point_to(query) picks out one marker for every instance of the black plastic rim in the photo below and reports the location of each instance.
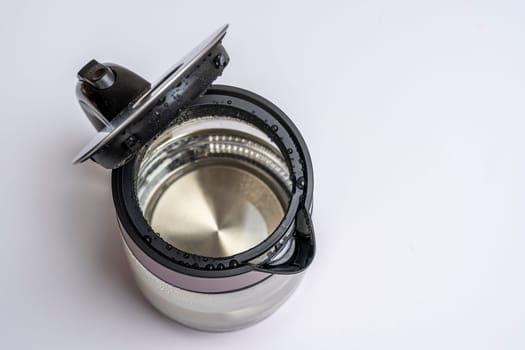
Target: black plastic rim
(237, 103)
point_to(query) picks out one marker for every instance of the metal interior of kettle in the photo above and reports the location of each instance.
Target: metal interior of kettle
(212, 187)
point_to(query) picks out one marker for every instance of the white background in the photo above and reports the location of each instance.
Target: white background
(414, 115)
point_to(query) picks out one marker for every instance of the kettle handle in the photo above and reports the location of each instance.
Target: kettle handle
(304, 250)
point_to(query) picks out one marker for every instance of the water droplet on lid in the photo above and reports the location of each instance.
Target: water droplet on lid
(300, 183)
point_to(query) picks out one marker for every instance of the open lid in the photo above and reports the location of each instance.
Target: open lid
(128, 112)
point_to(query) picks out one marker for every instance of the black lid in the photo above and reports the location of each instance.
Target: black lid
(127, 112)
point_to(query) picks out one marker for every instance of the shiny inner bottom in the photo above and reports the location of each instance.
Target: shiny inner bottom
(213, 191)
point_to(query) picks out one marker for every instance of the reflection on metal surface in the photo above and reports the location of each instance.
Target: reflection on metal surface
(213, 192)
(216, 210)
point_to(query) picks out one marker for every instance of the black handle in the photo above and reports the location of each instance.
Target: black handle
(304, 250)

━━━━━━━━━━━━━━━━━━━━

Give every line of the records above as a Markdown table with the columns "Row" and "Line", numbering the rows in order and leaving out blank lines. Omit the pictures from the table.

• Final result
| Row | Line |
|---|---|
| 1 | point_to(query) picks out one marker for every instance of the black plastic rim in the photo below and reports the location of each instance. |
| 2 | Target: black plastic rim |
| 3 | (237, 103) |
| 4 | point_to(query) picks out one marker for every instance of the metal interior of kettle in the photo above and reports the location of each instance. |
| 5 | Target: metal interior of kettle |
| 6 | (212, 187) |
| 7 | point_to(query) picks out one marker for every instance of the white background in the photo above and reports the location of each instance. |
| 8 | Target: white background |
| 9 | (414, 115) |
| 10 | point_to(query) picks out one marker for every instance of the kettle handle in the photo above and reports the location of each instance. |
| 11 | Target: kettle handle |
| 12 | (304, 250) |
| 13 | point_to(query) picks out one marker for every instance of the water droplet on lid in the photo above and reports the location of each instance. |
| 14 | Target: water droplet on lid |
| 15 | (300, 183) |
| 16 | point_to(query) picks out one marker for every instance of the open lid in the photo above and reports the location of each instance. |
| 17 | Target: open lid |
| 18 | (128, 112) |
| 19 | point_to(query) picks out one marker for every instance of the black lid in the photo above and reports the location of each instance. |
| 20 | Target: black lid |
| 21 | (127, 112) |
| 22 | point_to(query) picks out one marker for every instance of the shiny inner bottom in the photo above and reports the location of each instance. |
| 23 | Target: shiny inner bottom |
| 24 | (213, 191) |
| 25 | point_to(query) picks out one marker for every instance of the reflection on metal surface in the photo above and reports the location of each instance. |
| 26 | Target: reflection on metal surface |
| 27 | (213, 192) |
| 28 | (216, 210) |
| 29 | point_to(query) picks out one marker for every instance of the black handle in the photo above and reports the location of each instance. |
| 30 | Target: black handle |
| 31 | (304, 250) |